• **Job**: Count the lines in the rows below that contain the string "instance", matching case exactly. Reply with the number alone.

• **Supplied information**:
--- BEGIN ---
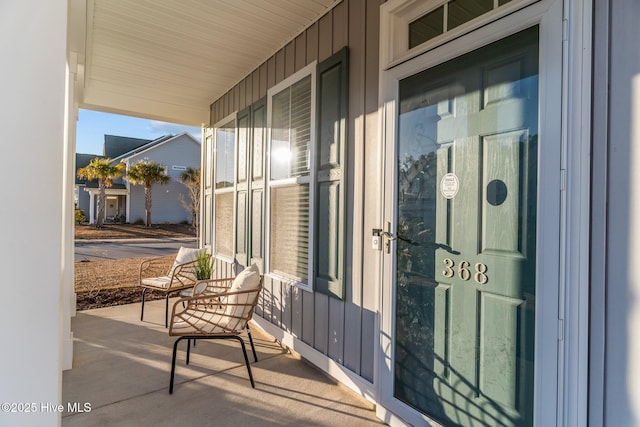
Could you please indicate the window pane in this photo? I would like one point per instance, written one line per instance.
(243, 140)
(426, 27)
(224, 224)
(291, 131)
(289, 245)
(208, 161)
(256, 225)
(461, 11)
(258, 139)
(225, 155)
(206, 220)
--- END ---
--- BEGIN ---
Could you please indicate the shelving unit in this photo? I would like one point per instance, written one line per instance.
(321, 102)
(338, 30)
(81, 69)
--- END ---
--- BEGIN ---
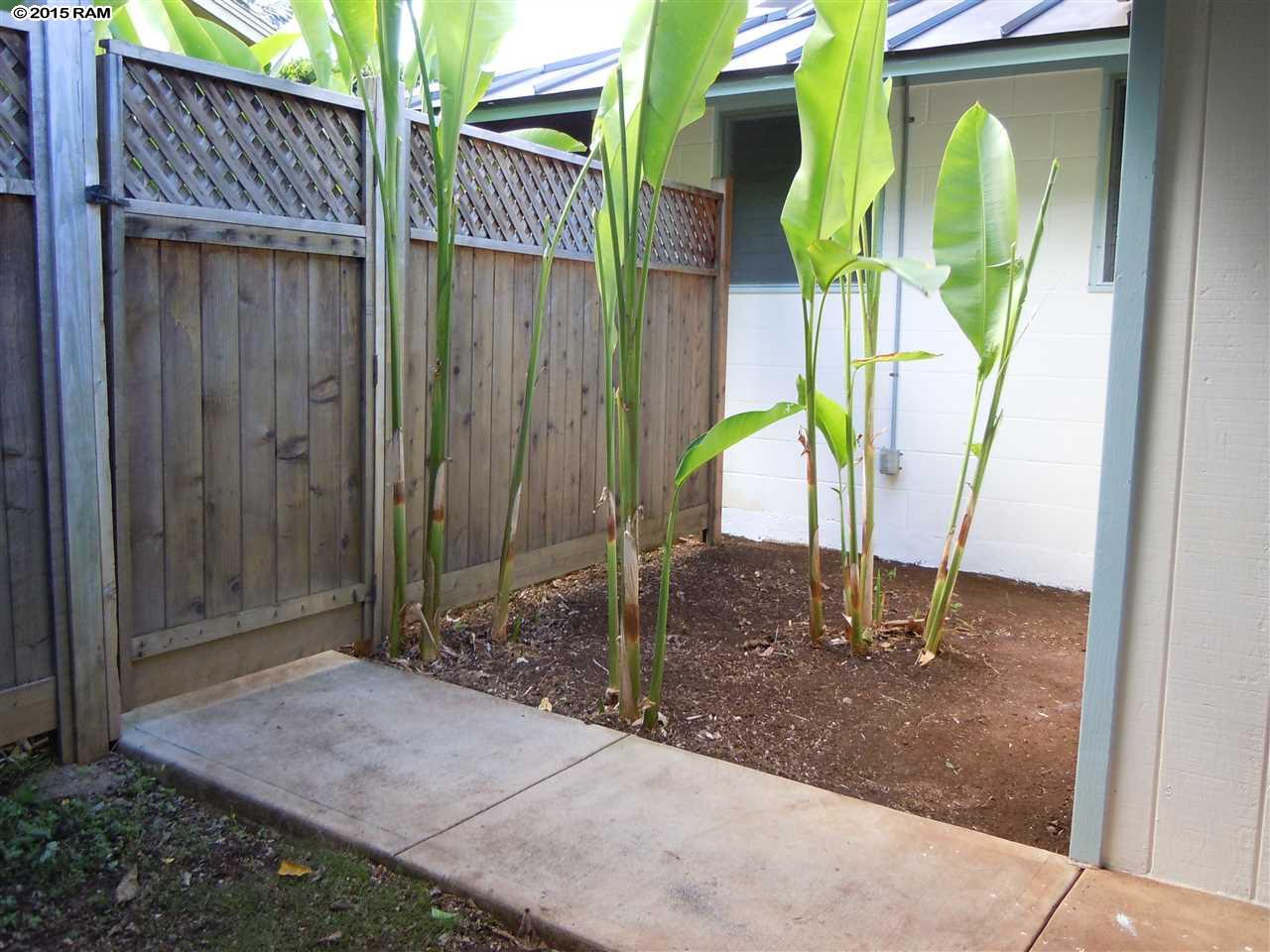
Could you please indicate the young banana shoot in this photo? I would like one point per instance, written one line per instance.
--- END ---
• **Result for this task**: 3